**Directive**
Rewrite the lines below as a JSON list of strings, one string for each line, skipping any blank lines and leaving the pictures out.

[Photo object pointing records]
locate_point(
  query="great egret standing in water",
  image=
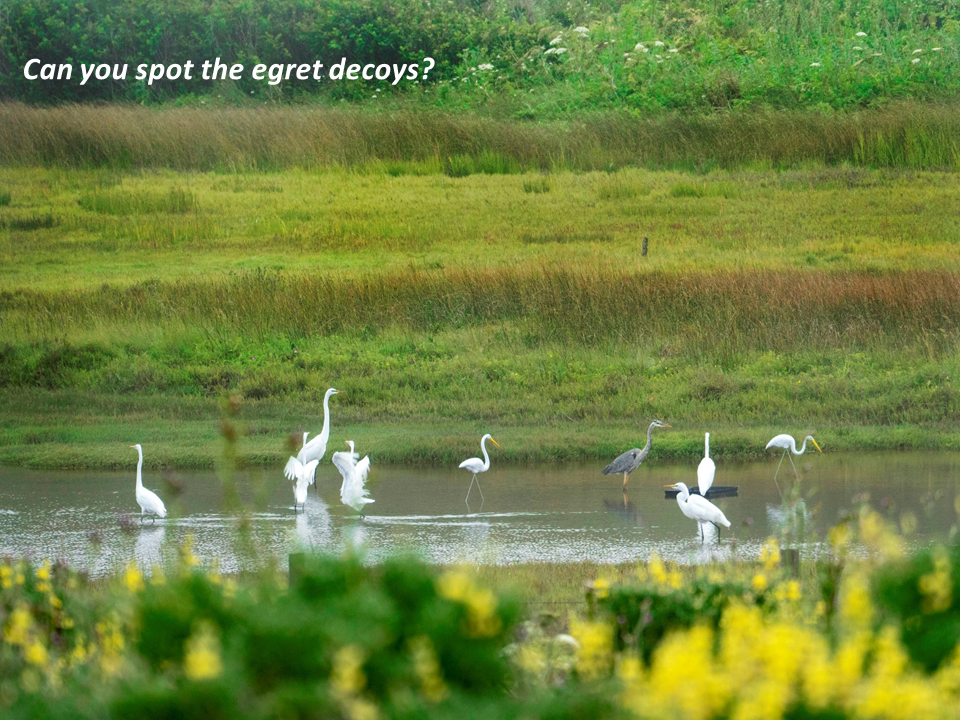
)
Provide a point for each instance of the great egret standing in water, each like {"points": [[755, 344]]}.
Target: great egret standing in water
{"points": [[315, 449], [789, 445], [631, 459], [353, 492], [148, 501], [707, 468], [699, 508], [305, 475], [477, 466]]}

**Problem solution**
[
  "locate_point(",
  "  query=\"great egret standing in water\",",
  "  image=",
  ")",
  "Provide a point for each instance of the great egret standing in water, each like {\"points\": [[755, 344]]}.",
  "Target: great egret standing in water",
  "{\"points\": [[315, 449], [789, 445], [631, 459], [353, 492], [148, 501], [707, 468], [699, 508], [305, 475], [477, 466]]}"
]